## Task objective
Pick up the article on Diane Ravitch's interview about school privatization, shown below, right after its final sentence and before the data, and carry the Moyers–Ravitch exchange forward.

## Article
:::

Charter schools are putting both our children and our democracy at risk, says former Assistant Secretary of Education Diane Ravitch

A few days ago, education historian Diane Ravitch, a former Assistant Secretary of Education under the first President Bush, was interviewed by Bill Moyers on the subject of school privatization. In the interview, Ravitch, who was once a staunch supporter of No Child Left Behind, talks of her ongoing research into the $500 billion K-12 education sector in America, the aggressive push currently being made by hedge funds into the space, and her ultimate realization that charter schools are putting both our children and our democracy at risk.

Here are a few of my favorite exchanges, followed by video of the interview. (Note the references to Michigan.)

MOYERS: You have said that within ten years, there’ll be cities in this country without public education.

RAVITCH: I think at the rate we’re moving now, we will see places like Detroit, New Orleans, Washington DC, Philadelphia, Kansas City, Indianapolis, and many, many other cities where public schools become, if they still exist, they will be a dumping ground for the kids that the charter schools don’t want. We will see the privatization of public education run rampant…

MOYERS: We’re talking about big money, aren’t we?

RAVITCH: Absolutely. Minimum, at least, from the estimates I’ve seen it’s a market of $500 billion.

MOYERS: A year?

RAVITCH: Yes. An annual market of $500 billion. So the entrepreneurs do see it as huge opportunities to make money. There are now frequently conferences, at least annually, conferences on how to profit from the public education industry. Now I never thought of public education as an industry. But the entrepreneurs do see it as an industry.

:::

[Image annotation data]

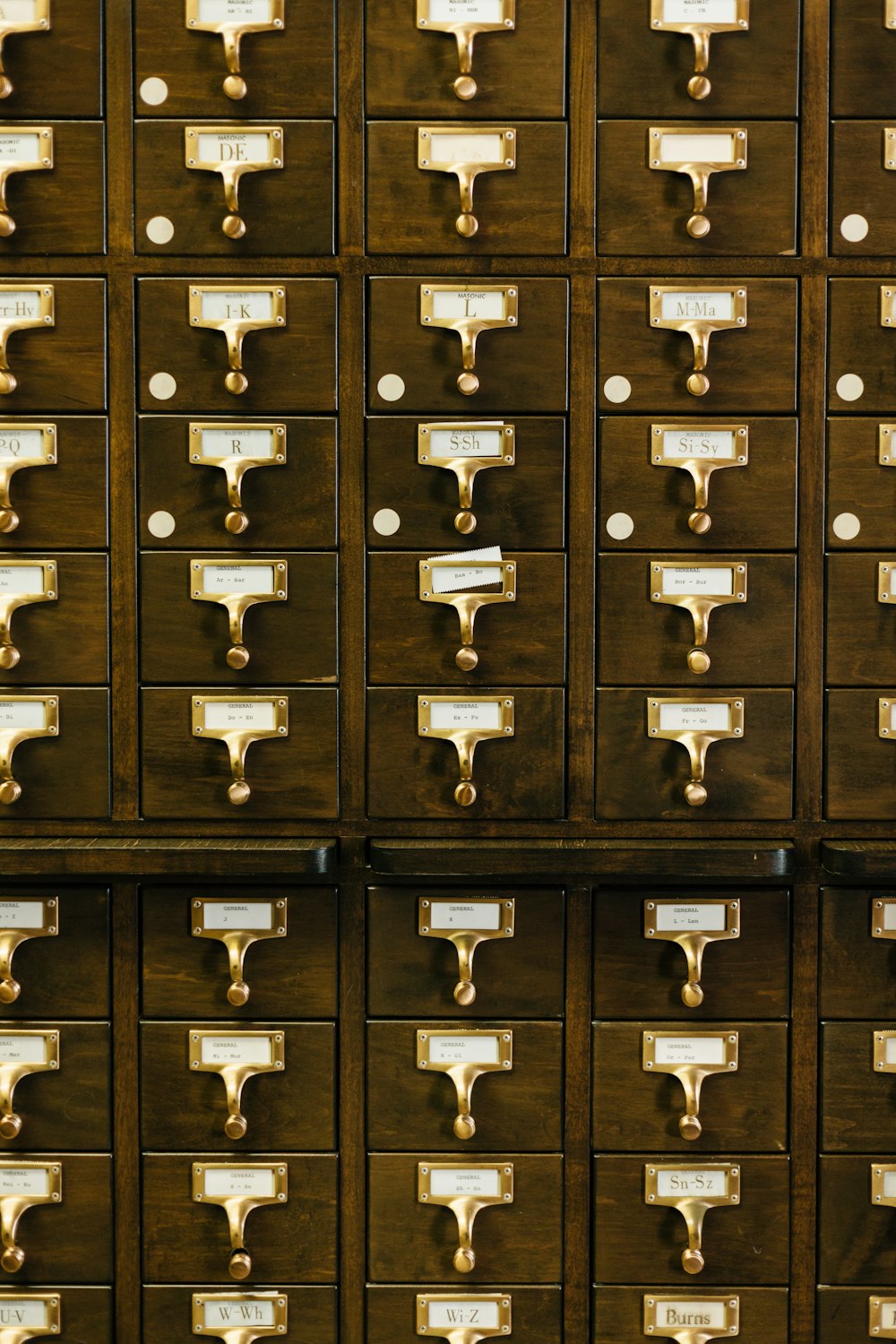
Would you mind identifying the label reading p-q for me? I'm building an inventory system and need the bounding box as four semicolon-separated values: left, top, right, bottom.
202;701;277;733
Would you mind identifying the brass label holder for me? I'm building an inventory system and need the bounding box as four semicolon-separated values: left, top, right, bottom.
0;0;52;99
416;1293;513;1344
641;1031;739;1140
648;696;745;808
417;421;516;532
643;1163;740;1274
419;547;517;672
417;0;516;102
0;285;55;397
192;1293;289;1344
0;695;59;806
0;1027;59;1140
0;1293;62;1344
189;285;286;397
0;128;52;238
648;126;747;238
192;1163;289;1279
417;897;516;1008
185;0;286;101
643;1293;740;1344
417;126;517;238
650;0;750;102
0;556;59;672
184;123;283;239
421;695;513;808
192;695;289;808
189;558;289;671
650;424;750;537
648;561;747;674
650;285;747;397
417;1030;513;1139
417;1163;513;1274
643;897;740;1008
188;421;286;535
420;285;520;397
192;897;289;1008
0;1159;62;1274
187;1027;286;1139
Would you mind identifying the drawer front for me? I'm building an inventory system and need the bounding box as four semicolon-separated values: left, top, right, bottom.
594;887;790;1021
137;276;336;418
598;409;795;551
591;1021;788;1159
141;884;336;1019
597;687;793;820
598;122;797;257
142;687;337;822
594;1153;790;1292
366;124;567;257
366;547;565;687
134;119;333;258
598;276;797;417
366;687;564;820
366;1153;563;1288
142;1152;337;1292
366;1018;563;1160
137;411;336;551
366;884;564;1018
140;551;337;685
134;0;334;120
597;551;797;687
368;276;568;417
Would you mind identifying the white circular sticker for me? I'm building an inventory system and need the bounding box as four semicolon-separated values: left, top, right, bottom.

:::

## Reply to the exercise
They see it as a national marketplace for hardware, for software, for textbook publishing, for selling whatever it is they’re selling, and for actually taking over all of the roles of running a school. This is what the charter movement is. It’s an effort to privatize public education, because there’s so much money there that enough of it can be extracted to pay off the investors. But I think what’s at stake is the future of American public education. I’m a graduate of public schools in Houston, Texas, and I don’t want to see us lose public education. I believe it is the foundation stone, one of the foundation stones, of our democracy. So an attack on public education is an attack on democracy.

MOYERS: The people behind privatization, you say they’re flush with cash. Where is it coming from? Where does this money trail start?

RAVITCH: You have to understand that firstly we do have a significant number of for-profit charter schools. They’re not the majority, by any means. But they’re driving a lot of the legislative changes. There is also the power of the federal government.

Our Secretary of Education, Arne Duncan, put out $4.3 billion called Race to the Top. And he said to the states, you can’t be eligible for any part of this money unless you lift your cap on charter schools. So suddenly the lure of getting that federal money made many states change their laws to open the door to many, many more charter schools.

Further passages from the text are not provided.